** Record list **
# # # # #
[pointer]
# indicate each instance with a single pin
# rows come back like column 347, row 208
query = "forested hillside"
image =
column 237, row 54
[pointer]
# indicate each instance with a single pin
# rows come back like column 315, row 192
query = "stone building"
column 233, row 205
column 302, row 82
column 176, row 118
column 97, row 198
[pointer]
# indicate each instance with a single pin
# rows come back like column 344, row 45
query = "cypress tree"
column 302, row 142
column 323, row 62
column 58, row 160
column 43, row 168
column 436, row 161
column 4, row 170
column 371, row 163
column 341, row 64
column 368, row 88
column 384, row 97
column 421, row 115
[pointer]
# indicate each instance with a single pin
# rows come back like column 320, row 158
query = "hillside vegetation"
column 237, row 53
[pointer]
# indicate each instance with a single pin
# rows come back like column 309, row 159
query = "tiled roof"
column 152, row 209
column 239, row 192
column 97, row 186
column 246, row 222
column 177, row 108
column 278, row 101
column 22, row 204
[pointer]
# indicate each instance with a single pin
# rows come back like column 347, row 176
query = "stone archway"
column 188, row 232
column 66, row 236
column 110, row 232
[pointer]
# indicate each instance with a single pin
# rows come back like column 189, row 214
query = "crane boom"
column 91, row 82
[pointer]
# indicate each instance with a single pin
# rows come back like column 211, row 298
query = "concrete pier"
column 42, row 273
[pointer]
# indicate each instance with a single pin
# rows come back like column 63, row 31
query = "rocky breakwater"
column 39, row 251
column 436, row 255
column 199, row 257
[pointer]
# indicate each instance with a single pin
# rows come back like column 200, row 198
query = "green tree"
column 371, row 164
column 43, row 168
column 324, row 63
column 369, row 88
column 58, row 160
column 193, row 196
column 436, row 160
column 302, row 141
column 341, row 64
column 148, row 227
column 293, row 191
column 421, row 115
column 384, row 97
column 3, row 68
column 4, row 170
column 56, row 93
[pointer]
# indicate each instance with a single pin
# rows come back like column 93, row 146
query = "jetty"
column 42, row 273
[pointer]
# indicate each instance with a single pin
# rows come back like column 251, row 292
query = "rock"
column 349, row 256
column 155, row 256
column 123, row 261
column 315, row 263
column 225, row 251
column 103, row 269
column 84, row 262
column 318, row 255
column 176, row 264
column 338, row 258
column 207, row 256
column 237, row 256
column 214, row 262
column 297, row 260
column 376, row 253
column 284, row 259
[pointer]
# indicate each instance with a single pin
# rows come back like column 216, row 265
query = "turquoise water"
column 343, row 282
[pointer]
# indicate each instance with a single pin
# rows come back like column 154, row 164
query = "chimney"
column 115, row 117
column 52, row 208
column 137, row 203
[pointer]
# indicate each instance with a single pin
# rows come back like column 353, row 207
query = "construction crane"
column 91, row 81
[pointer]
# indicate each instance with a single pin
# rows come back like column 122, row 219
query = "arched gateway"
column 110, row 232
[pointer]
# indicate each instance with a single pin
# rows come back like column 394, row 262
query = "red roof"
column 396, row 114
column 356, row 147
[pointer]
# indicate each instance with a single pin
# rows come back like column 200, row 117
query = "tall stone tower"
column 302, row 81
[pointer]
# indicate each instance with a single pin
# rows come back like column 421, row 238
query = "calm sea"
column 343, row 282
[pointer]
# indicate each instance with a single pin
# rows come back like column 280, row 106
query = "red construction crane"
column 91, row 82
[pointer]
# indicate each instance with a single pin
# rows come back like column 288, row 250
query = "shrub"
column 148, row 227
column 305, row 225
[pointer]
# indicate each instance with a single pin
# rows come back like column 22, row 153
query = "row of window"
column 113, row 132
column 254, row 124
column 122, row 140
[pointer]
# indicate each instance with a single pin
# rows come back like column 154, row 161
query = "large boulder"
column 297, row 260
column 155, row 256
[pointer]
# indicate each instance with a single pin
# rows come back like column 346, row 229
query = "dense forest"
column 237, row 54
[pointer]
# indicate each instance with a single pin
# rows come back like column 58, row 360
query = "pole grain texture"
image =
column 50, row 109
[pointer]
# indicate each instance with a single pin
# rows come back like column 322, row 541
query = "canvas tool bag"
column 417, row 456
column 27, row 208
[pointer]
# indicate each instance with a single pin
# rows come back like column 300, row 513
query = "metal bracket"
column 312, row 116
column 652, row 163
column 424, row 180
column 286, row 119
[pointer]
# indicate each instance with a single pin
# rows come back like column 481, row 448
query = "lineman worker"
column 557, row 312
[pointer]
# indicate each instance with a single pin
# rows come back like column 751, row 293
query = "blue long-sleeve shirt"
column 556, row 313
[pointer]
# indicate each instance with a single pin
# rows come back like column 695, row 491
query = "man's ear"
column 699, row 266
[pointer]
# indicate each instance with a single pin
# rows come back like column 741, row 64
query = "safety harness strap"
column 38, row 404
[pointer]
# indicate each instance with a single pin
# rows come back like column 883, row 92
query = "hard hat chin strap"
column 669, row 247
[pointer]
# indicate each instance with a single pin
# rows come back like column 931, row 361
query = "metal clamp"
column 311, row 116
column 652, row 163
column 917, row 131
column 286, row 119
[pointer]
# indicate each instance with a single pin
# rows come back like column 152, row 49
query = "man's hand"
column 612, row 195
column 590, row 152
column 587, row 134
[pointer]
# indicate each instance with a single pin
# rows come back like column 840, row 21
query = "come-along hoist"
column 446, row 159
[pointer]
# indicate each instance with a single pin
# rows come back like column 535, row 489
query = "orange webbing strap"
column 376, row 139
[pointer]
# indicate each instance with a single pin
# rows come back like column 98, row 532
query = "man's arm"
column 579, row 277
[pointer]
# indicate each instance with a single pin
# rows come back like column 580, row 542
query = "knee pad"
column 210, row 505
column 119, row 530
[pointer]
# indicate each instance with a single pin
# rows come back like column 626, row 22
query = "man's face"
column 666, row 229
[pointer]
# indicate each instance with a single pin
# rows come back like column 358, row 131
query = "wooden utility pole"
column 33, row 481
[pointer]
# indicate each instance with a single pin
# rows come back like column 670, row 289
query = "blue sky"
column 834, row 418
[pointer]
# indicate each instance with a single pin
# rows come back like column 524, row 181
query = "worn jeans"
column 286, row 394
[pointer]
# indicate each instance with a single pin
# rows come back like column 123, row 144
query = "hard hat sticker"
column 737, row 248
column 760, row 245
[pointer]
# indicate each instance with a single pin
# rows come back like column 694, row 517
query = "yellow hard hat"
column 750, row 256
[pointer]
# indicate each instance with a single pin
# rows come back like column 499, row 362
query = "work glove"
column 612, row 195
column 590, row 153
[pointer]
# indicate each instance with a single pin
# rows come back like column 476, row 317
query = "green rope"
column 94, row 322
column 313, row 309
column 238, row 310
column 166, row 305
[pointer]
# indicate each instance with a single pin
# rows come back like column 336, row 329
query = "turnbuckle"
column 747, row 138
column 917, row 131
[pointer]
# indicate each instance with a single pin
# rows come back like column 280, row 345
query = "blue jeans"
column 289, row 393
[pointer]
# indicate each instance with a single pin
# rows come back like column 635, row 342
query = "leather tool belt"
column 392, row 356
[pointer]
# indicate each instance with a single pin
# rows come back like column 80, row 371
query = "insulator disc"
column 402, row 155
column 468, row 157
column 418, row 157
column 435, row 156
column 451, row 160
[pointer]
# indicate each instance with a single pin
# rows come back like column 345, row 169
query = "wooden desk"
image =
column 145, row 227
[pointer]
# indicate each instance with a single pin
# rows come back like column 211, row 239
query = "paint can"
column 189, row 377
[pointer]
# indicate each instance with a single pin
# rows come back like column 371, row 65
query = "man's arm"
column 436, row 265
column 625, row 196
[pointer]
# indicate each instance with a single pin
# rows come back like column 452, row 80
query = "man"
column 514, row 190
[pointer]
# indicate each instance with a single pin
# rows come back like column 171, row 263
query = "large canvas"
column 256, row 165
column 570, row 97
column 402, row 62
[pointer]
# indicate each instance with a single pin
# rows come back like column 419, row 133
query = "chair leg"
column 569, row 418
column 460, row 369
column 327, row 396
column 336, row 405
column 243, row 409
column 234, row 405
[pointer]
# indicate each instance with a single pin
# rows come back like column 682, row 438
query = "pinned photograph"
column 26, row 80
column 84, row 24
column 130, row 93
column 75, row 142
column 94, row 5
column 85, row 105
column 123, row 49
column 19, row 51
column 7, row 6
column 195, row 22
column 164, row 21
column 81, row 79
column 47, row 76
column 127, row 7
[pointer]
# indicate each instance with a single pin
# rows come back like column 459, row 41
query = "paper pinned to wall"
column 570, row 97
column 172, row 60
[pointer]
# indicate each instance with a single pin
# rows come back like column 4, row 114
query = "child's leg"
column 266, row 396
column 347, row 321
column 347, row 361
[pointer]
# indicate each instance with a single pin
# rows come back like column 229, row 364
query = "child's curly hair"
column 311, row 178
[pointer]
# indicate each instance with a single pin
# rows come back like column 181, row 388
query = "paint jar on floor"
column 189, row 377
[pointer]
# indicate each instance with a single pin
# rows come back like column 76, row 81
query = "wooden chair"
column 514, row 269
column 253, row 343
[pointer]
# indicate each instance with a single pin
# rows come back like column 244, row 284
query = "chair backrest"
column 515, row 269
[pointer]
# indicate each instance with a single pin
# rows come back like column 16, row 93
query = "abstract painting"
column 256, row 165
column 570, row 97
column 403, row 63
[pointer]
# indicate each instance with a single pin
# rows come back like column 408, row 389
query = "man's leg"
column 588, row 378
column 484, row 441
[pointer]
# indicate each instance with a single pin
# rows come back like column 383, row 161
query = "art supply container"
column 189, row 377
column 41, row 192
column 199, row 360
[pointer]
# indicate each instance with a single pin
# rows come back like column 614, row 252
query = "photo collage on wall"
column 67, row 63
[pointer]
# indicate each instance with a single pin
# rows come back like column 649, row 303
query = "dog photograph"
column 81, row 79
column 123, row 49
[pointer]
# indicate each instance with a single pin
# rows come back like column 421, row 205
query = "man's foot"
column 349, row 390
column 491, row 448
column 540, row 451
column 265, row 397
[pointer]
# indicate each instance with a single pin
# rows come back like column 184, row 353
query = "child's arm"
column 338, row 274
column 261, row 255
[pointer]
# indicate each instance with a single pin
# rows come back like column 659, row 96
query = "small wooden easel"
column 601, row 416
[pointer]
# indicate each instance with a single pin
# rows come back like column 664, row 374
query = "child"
# # # # #
** Written instruction **
Which lines of the records above contain the string "strap"? Pick out each of them and copy it in full.

** Worked answer **
query = "safety harness strap"
query = "hard hat chin strap"
query = "orange webbing strap"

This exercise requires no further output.